It’s a long way away, they agree. Still on the other side of the Coomera River.
“We thought, ‘There’s no way it’s going to cross the river’,” says Cal, a nursing student.
Still, they go home and pack some things.
Cal’s sister and neighbour Sally MacKinnon has fairy lights to put up. A friend of the surfing and fitness instructor is turning 50 and some mates are camping here tomorrow after a party up the road at the heritage-listed Binna Burra Lodge.
The quiver niggles. It’s still spring, long before bushfire season, but she climbs on the roof to clean the gutters, all the while thinking, “But I’m having guests!”.
Nature tour guide Lisa Groom is heading to Stanthorpe to host a walking tour – but leaves a note on the table in her Timbarra Drive home, asking the kids to take the bundle of important documents and Jack the dog if the unthinkable happens.
Scott Parker is readying for a full house at Binna Burra where he’s the revenue manager. But he’s also the fire warden and the quiver is stirring. Guests are put on alert.
It’s Friday September 6 last year. The nights on the mountain are still chilly. But the days are hot. For weeks, everyone’s been talking about how dry it is.

------

§ **WHAT YOU WILL DO**:
- 1) According to the Binna Burra excerpt, what is Scott Parker's job at Binna Burra besides being the fire warden?
- 2) Transcribe everything in the Binna Burra excerpt from "The quiver niggles." down to "how dry it is.", word for word.
The rows aren't needed here.

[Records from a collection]
------

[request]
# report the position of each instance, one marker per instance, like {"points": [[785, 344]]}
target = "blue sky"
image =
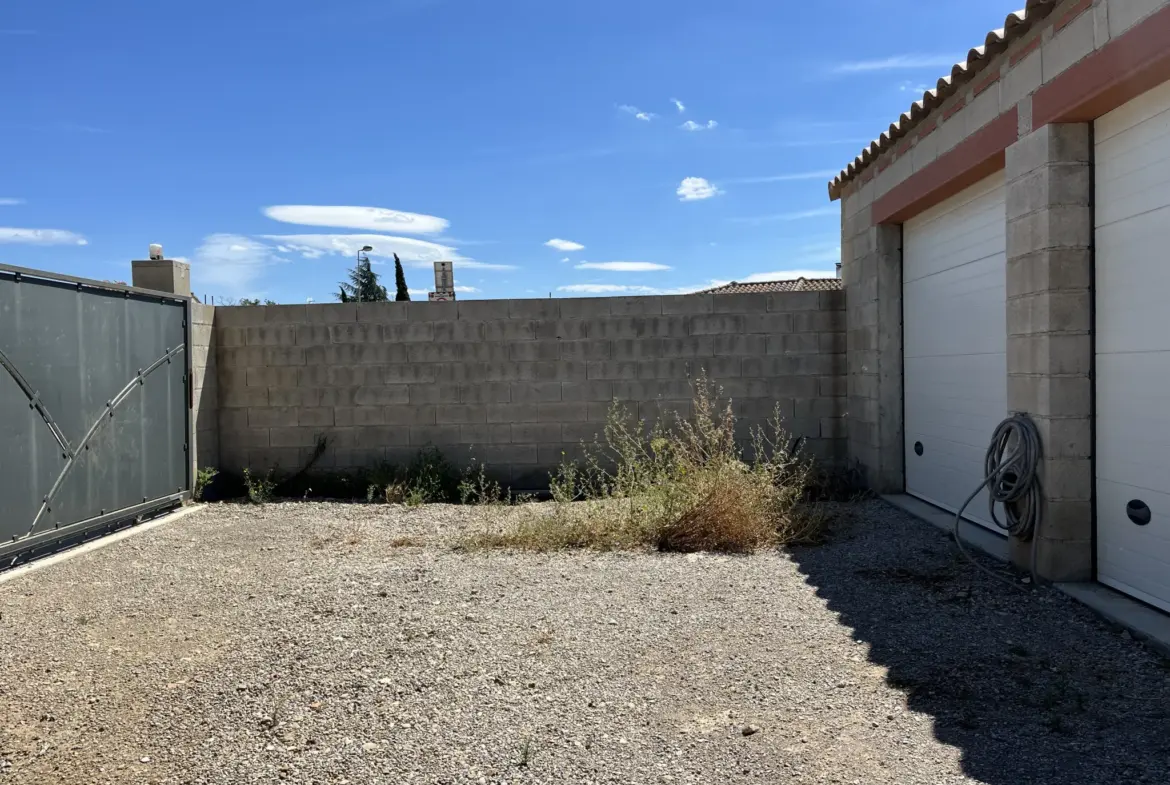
{"points": [[568, 147]]}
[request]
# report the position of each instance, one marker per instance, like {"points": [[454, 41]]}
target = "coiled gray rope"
{"points": [[1011, 479]]}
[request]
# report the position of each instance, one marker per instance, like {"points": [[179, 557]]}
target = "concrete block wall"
{"points": [[514, 383], [1050, 322], [872, 274], [204, 378]]}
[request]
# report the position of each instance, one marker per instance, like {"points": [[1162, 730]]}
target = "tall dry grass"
{"points": [[683, 484]]}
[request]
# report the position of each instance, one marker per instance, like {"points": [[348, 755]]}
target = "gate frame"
{"points": [[55, 537]]}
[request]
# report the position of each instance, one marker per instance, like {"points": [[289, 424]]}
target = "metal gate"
{"points": [[94, 406]]}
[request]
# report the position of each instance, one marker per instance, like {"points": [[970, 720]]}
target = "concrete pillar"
{"points": [[1050, 351], [872, 276], [162, 275]]}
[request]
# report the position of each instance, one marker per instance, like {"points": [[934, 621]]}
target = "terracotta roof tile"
{"points": [[796, 284], [1016, 26]]}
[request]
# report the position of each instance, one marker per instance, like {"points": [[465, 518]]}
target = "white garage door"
{"points": [[1133, 345], [955, 324]]}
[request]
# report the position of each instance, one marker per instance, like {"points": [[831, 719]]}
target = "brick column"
{"points": [[872, 276], [1050, 352]]}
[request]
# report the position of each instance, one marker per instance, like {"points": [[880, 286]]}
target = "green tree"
{"points": [[363, 286], [403, 293]]}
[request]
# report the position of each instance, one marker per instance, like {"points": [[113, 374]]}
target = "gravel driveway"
{"points": [[312, 642]]}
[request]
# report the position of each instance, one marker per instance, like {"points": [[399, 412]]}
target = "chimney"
{"points": [[162, 274]]}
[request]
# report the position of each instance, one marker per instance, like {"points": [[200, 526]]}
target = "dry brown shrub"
{"points": [[682, 486]]}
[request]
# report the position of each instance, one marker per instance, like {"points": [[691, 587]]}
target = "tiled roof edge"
{"points": [[1014, 27]]}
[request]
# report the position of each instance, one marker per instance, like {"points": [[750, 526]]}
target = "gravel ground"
{"points": [[311, 642]]}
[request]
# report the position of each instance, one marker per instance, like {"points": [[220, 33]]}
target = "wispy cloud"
{"points": [[564, 245], [821, 143], [897, 62], [798, 215], [693, 188], [623, 267], [41, 236], [374, 219], [606, 289], [232, 263], [638, 112], [819, 174], [633, 289], [412, 252], [80, 128]]}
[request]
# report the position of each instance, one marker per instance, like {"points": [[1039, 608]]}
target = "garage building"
{"points": [[1006, 248]]}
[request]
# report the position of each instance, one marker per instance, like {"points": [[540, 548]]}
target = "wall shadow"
{"points": [[1030, 686]]}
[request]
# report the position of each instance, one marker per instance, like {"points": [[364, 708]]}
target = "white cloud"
{"points": [[638, 112], [798, 215], [623, 267], [694, 188], [819, 174], [413, 253], [624, 289], [897, 62], [564, 245], [41, 236], [606, 289], [231, 263], [376, 219]]}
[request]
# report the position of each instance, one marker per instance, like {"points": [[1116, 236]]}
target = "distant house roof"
{"points": [[796, 284]]}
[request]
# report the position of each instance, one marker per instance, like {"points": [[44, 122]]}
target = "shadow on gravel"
{"points": [[1030, 687]]}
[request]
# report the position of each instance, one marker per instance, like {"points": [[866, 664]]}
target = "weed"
{"points": [[260, 488], [431, 479], [407, 542], [525, 753], [475, 487], [351, 535], [685, 484], [202, 479], [394, 493]]}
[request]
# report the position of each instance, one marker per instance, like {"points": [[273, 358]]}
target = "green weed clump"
{"points": [[204, 477], [685, 484], [261, 487]]}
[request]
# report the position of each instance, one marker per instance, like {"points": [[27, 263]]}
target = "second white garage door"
{"points": [[954, 316], [1133, 348]]}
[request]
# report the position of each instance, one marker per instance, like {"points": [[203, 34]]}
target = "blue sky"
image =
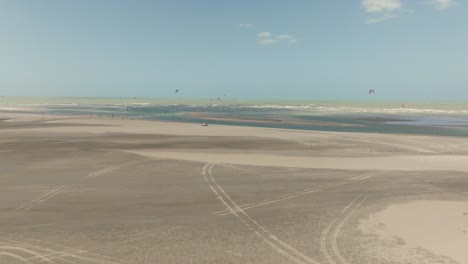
{"points": [[309, 50]]}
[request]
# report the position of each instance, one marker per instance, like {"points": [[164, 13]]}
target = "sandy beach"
{"points": [[82, 189]]}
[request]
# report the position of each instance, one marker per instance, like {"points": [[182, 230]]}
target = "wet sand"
{"points": [[107, 190]]}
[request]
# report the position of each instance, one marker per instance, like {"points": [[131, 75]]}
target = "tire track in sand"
{"points": [[302, 193], [44, 198], [280, 246], [324, 244], [14, 256], [62, 254]]}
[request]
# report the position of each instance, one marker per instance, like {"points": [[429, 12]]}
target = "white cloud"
{"points": [[264, 34], [382, 18], [266, 41], [442, 4], [266, 38], [381, 10], [378, 6], [246, 25]]}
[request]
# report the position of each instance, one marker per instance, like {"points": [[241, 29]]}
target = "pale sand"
{"points": [[87, 170], [403, 163], [440, 227]]}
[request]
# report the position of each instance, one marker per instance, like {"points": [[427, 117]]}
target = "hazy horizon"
{"points": [[407, 50]]}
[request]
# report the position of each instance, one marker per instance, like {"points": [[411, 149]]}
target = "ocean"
{"points": [[429, 118]]}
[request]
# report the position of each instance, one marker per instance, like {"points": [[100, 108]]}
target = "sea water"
{"points": [[431, 118]]}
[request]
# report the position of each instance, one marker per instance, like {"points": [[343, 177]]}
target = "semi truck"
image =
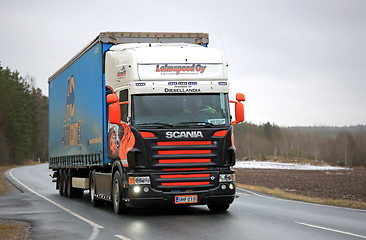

------

§ **SOLUTIONS TO THE PROBLEMS**:
- 1) He is the revenue manager.

- 2)
The quiver niggles. It’s still spring, long before bushfire season, but she climbs on the roof to clean the gutters, all the while thinking, “But I’m having guests!”.
Nature tour guide Lisa Groom is heading to Stanthorpe to host a walking tour – but leaves a note on the table in her Timbarra Drive home, asking the kids to take the bundle of important documents and Jack the dog if the unthinkable happens.
Scott Parker is readying for a full house at Binna Burra where he’s the revenue manager. But he’s also the fire warden and the quiver is stirring. Guests are put on alert.
It’s Friday September 6 last year. The nights on the mountain are still chilly. But the days are hot. For weeks, everyone’s been talking about how dry it is.